• Data
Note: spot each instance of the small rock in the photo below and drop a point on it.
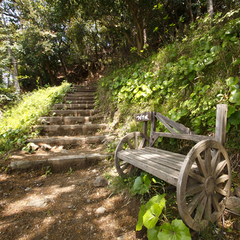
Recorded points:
(236, 225)
(34, 147)
(28, 189)
(45, 122)
(46, 147)
(121, 237)
(233, 204)
(100, 182)
(101, 210)
(20, 164)
(237, 191)
(39, 203)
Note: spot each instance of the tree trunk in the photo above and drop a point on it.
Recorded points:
(210, 8)
(15, 75)
(189, 3)
(51, 76)
(63, 65)
(14, 61)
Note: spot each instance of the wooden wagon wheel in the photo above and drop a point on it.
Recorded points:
(134, 140)
(204, 184)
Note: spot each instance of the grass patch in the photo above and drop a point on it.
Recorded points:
(16, 124)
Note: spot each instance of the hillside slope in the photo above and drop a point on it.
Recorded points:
(185, 80)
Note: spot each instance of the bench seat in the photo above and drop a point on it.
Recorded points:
(160, 163)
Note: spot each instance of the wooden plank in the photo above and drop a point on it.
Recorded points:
(195, 138)
(159, 159)
(169, 160)
(178, 126)
(155, 169)
(165, 124)
(221, 123)
(160, 151)
(153, 128)
(141, 117)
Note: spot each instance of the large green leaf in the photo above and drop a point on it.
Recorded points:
(156, 199)
(235, 97)
(150, 218)
(235, 118)
(232, 81)
(140, 218)
(152, 233)
(177, 231)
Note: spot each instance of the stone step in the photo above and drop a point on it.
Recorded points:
(70, 130)
(74, 98)
(80, 94)
(75, 113)
(81, 102)
(68, 120)
(61, 163)
(66, 106)
(74, 141)
(83, 89)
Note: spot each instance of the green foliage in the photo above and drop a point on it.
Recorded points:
(48, 171)
(149, 216)
(16, 124)
(185, 80)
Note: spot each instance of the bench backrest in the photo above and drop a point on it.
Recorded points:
(178, 130)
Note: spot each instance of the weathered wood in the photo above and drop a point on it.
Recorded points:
(195, 138)
(153, 128)
(178, 126)
(198, 204)
(203, 177)
(165, 173)
(221, 123)
(142, 117)
(122, 171)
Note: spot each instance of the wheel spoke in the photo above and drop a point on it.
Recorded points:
(215, 161)
(194, 189)
(135, 142)
(197, 177)
(195, 201)
(221, 191)
(222, 179)
(125, 166)
(219, 168)
(208, 210)
(208, 158)
(215, 203)
(200, 209)
(130, 145)
(201, 166)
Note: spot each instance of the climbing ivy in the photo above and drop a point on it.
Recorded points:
(187, 79)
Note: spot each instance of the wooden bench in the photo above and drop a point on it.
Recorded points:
(202, 177)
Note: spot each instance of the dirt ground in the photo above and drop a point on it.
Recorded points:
(39, 204)
(67, 206)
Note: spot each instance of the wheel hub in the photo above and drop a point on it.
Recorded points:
(209, 185)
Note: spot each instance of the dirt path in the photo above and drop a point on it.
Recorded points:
(39, 205)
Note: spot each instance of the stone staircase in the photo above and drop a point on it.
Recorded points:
(75, 127)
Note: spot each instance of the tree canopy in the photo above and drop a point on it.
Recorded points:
(43, 42)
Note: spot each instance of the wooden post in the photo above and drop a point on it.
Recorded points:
(221, 123)
(153, 127)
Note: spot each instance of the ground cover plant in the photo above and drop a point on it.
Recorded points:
(185, 80)
(17, 121)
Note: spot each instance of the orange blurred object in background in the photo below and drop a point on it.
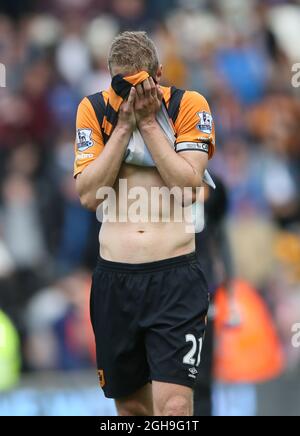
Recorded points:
(250, 351)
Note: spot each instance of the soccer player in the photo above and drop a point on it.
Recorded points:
(149, 298)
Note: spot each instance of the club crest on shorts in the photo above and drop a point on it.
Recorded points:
(206, 122)
(84, 139)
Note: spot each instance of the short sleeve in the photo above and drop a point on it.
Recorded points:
(194, 126)
(89, 142)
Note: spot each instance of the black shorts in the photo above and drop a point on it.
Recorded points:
(149, 322)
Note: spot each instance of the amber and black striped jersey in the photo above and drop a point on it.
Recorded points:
(188, 111)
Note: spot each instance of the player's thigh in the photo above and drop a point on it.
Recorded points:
(172, 400)
(138, 404)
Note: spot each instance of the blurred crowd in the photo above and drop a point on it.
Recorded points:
(239, 54)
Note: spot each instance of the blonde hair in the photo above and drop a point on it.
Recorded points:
(134, 51)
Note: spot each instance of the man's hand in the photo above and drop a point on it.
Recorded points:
(147, 102)
(127, 118)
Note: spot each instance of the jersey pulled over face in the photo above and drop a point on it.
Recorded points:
(194, 128)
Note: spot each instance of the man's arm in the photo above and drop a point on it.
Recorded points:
(185, 169)
(104, 170)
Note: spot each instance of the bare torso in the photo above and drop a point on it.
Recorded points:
(143, 242)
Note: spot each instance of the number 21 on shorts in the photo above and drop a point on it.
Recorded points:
(193, 357)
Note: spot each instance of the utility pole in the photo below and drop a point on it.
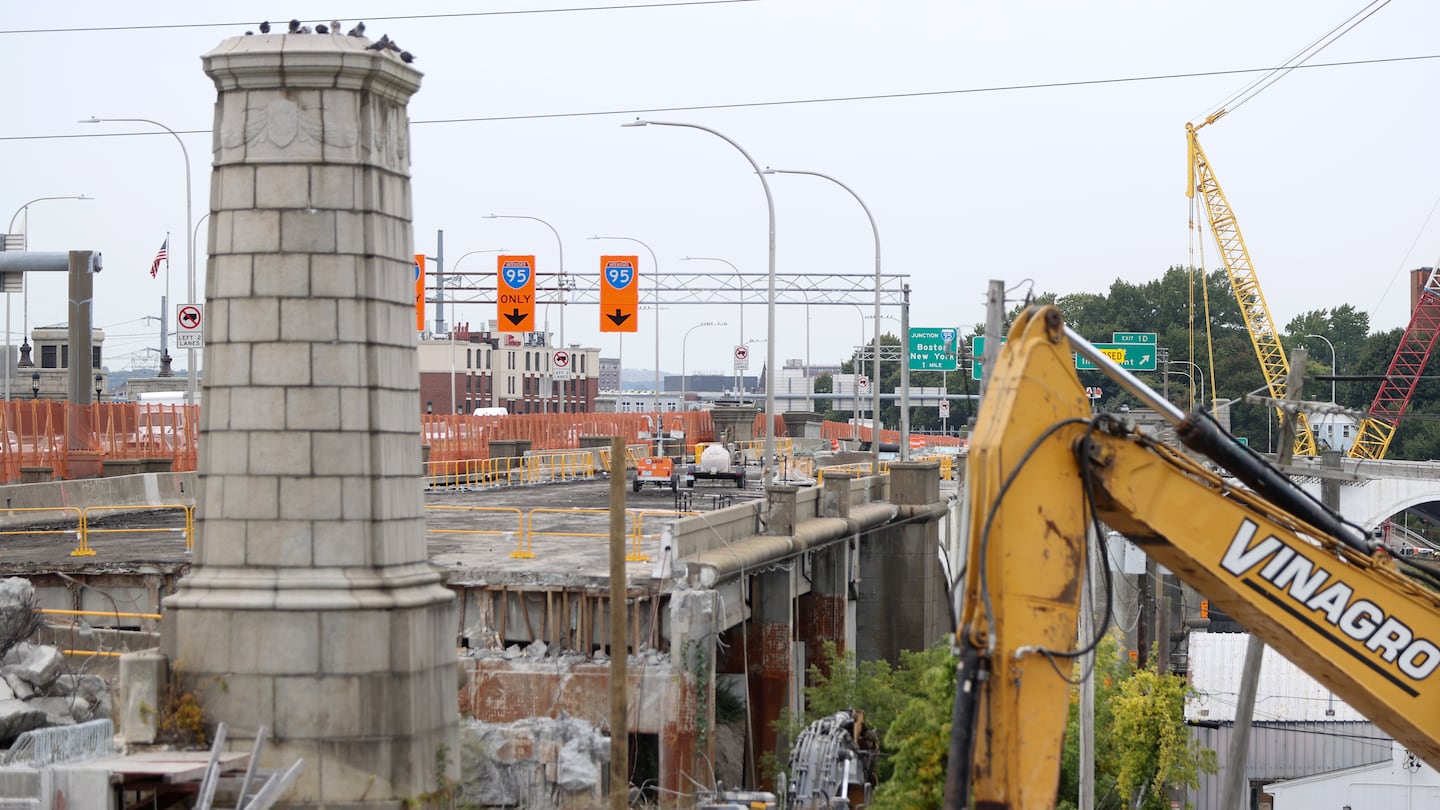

• What you have to do
The preceding entries are to be written out again exactly, with the pictures removed.

• Written response
Note: spot each instance of the small rock in the photo below and drop a point on it.
Recorded points:
(236, 225)
(34, 147)
(28, 189)
(45, 122)
(46, 147)
(121, 237)
(233, 204)
(100, 182)
(101, 210)
(20, 164)
(237, 191)
(39, 203)
Note: spot each instance of the tree trunk in the photo above and drop a point on it.
Recorded points:
(210, 8)
(15, 75)
(189, 3)
(51, 76)
(63, 65)
(14, 61)
Note: spot each instance of the wooden wagon wheel in the photo above and drop a point on it.
Recorded points:
(134, 140)
(204, 184)
Note: spot each instance of the grass patch in the photo above and drop a point on it.
Recorded points:
(16, 124)
Note: spot each instance of the hillside slope in the photo above and drop a point on it.
Recorded points:
(185, 80)
Note: spot each instance of the bench seat in the photo above and drop a point on it.
Recorded points:
(160, 163)
Note: spot each instance of the wooden plank in the photo above and drop a point on it.
Recorded points:
(195, 138)
(159, 159)
(169, 160)
(178, 126)
(155, 169)
(165, 124)
(221, 123)
(160, 151)
(153, 128)
(141, 117)
Note: spot each instance of the large green leaf in the photo above and drop a point on it.
Recorded points:
(156, 199)
(235, 97)
(150, 218)
(235, 118)
(232, 81)
(140, 218)
(152, 233)
(177, 231)
Note: spot each instance of the stone step in the photo above and drop a point on it.
Recorded points:
(70, 130)
(74, 98)
(80, 94)
(75, 113)
(81, 102)
(68, 120)
(61, 163)
(66, 106)
(74, 141)
(83, 89)
Note: spot each instance of the green foliage in the photo above and drop a point on it.
Recorded points:
(48, 171)
(149, 216)
(16, 124)
(185, 80)
Note: spot each instance of the bench backrest in the photo above and drop a point on it.
Recorded points:
(178, 130)
Note: spot each instance of the weathered wood in the photo above and drop a point on it.
Recorded points:
(195, 138)
(153, 128)
(178, 126)
(198, 204)
(203, 177)
(165, 173)
(221, 123)
(142, 117)
(122, 171)
Note: spot each instance of the wheel spoke in the photo above and drop a point on it.
Recorded points:
(215, 161)
(194, 189)
(135, 142)
(197, 177)
(195, 201)
(221, 191)
(222, 179)
(125, 166)
(219, 168)
(208, 210)
(208, 158)
(215, 203)
(200, 209)
(130, 145)
(201, 166)
Note: spot each instance of the climbing ivy in the photo above and drop a point on it.
Recorded points:
(187, 79)
Note: spot each instance of the wooden bench in the photo above and drop a point on it.
Recorded points:
(202, 177)
Note: spot each instance of the dirt ground in the photo above and drop a point on it.
Recorded points:
(39, 204)
(67, 206)
Note: spot each instance of the wheel hub in the photo above and drop a point on it.
Recorded points:
(209, 185)
Note: spot each instance of the dirt path in the photo above and drop a point on it.
Recorded points:
(39, 205)
Note: spot each instance of the stone staircase in the photo above and drop a point on it.
Recorded points:
(75, 127)
Note: spot each instance of the tree canopy in the photo above and drop a point on it.
Recorded points:
(43, 42)
Note: spot each instance of the wooden post in the photo above and drop a point on it.
Recorded points:
(221, 123)
(153, 127)
Note: spot each instance of the ground cover plant in the photo above and drop a point on it.
Recorded points:
(185, 80)
(17, 121)
Note: spot each instance of the orange blurred object in background in the photo below and drop a point on it.
Recorded points:
(250, 351)
Note: spot each instance of the soccer player in the photo above and drop a point on it.
Recorded points:
(149, 298)
Note: spot each instance of the club crest on shorts in the photo above and drop a point on it.
Recorded points:
(206, 122)
(84, 139)
Note: spot each instance of the short sleeve in the photo above and drop a point on it.
Recorded points:
(194, 126)
(89, 142)
Note: spot each instance of the black shorts in the photo above and drop a point on it.
Recorded points:
(149, 322)
Note: spot each instance of the amber and black striped jersey in the photo above and drop a point on it.
Recorded points:
(188, 111)
Note: spot each instance of the player's thigh in the photo above and drop a point on it.
Recorded points:
(172, 400)
(138, 404)
Note: spot each instance of the blurred crowd in the photo above and drop a point on it.
Recorded points:
(239, 54)
Note: spot each instance of the blonde hair in the photo above and drop a point on it.
Recorded points:
(134, 51)
Note: spot each instance of the man's hand in the photo above and drop a point on it.
Recorded points:
(147, 102)
(127, 118)
Note: spot each instance of the jersey pulled over face in the photo above and drop a point on it.
Recorded points:
(194, 128)
Note: spot each instance of the man's arm in the photo above and drop a point on it.
Recorded points:
(185, 169)
(104, 170)
Note: spot each instance of the bare torso in the photo above and drop a point on it.
Recorded points:
(143, 242)
Note: spot each instance of the number 21 on shorts in the photo above and drop a point on it.
Recorded points:
(193, 357)
Note: spot each instance of the utility pole in the photo below and drop a point on it.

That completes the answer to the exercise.